**PROBLEM:** From the line with "In this exercise you will mark the gabled" through the final line of the entries below, write out each line exactly and nothing else.

**Point localization data:**
>>>

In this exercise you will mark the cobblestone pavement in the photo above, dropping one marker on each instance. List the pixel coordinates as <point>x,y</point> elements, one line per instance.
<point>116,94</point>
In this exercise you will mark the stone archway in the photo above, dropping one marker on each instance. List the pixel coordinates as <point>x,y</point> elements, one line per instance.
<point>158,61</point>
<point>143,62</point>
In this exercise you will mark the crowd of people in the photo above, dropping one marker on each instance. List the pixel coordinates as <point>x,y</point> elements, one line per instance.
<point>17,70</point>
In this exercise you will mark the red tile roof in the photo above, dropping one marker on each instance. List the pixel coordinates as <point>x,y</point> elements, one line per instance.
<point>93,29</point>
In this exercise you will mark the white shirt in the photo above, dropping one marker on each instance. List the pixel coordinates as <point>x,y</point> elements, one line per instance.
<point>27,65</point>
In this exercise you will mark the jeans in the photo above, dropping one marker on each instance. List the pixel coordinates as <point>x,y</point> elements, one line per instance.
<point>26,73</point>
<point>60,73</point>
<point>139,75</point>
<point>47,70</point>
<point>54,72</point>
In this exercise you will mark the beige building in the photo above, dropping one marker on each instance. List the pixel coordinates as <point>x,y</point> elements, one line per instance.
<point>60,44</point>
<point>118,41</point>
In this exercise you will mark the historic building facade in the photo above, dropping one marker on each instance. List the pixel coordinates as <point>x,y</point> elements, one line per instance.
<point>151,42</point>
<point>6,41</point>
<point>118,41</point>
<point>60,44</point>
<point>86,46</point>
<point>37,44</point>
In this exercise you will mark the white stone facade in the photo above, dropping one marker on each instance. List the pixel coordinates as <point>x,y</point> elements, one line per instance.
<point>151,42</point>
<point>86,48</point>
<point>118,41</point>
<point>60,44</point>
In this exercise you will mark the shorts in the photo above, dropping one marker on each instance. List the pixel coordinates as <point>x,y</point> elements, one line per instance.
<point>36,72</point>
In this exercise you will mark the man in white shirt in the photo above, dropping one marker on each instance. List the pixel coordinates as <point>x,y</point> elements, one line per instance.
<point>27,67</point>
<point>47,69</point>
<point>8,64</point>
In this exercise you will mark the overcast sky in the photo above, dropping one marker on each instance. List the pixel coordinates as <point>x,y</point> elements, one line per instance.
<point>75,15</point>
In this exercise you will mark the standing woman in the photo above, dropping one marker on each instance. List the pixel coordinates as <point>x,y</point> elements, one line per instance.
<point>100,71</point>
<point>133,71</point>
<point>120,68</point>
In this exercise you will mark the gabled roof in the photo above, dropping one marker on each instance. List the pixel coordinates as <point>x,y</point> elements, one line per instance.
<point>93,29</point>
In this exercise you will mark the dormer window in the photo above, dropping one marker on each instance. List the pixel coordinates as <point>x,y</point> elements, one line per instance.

<<<

**FINISHED TASK:**
In this exercise you will mark the gabled roof in the photo above, dropping one marker on each instance. List the pixel coordinates as <point>x,y</point> elements, one line per instance.
<point>93,29</point>
In this exercise you will mark the dormer window in the photo above, dropping one marker on each instance. List the pixel coordinates as <point>x,y</point> elements, one line per instance.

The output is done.